◆ Work order ◆
Comb the records below for the string "beam" and copy each line where it turns up.

Records excerpted from a collection
-------------------------
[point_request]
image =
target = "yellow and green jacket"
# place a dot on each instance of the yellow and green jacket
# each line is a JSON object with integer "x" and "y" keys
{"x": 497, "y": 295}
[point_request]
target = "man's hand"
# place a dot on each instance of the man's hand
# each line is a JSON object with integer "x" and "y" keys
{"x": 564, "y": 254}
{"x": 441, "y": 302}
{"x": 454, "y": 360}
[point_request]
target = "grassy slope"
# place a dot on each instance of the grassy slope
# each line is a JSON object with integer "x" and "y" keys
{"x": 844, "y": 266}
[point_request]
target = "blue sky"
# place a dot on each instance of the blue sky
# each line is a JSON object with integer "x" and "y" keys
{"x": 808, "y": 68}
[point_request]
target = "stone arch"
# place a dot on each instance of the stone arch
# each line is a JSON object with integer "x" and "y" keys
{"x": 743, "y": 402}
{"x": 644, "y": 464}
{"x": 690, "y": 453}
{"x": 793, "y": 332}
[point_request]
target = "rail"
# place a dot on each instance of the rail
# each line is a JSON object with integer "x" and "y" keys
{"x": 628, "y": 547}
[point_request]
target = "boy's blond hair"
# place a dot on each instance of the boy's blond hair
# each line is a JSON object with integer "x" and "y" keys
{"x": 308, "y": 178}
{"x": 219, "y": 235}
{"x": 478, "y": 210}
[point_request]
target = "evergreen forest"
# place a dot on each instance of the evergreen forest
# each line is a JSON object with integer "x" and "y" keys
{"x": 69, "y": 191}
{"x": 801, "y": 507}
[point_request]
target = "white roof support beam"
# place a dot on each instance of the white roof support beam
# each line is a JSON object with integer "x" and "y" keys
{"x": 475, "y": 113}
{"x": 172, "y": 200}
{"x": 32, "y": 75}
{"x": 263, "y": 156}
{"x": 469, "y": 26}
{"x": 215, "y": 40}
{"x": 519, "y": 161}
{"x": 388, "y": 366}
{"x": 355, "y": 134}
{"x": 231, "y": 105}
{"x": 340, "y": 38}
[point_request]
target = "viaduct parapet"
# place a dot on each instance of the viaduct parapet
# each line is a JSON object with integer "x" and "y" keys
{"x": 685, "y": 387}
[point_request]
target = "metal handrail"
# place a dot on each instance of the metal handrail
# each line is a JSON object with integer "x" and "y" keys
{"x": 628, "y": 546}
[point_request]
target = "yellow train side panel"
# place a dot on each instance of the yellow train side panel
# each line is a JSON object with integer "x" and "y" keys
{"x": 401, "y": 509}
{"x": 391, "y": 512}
-------------------------
◆ Answer area ◆
target = "white roof support beam"
# place a dot on each instance of the white roof support beam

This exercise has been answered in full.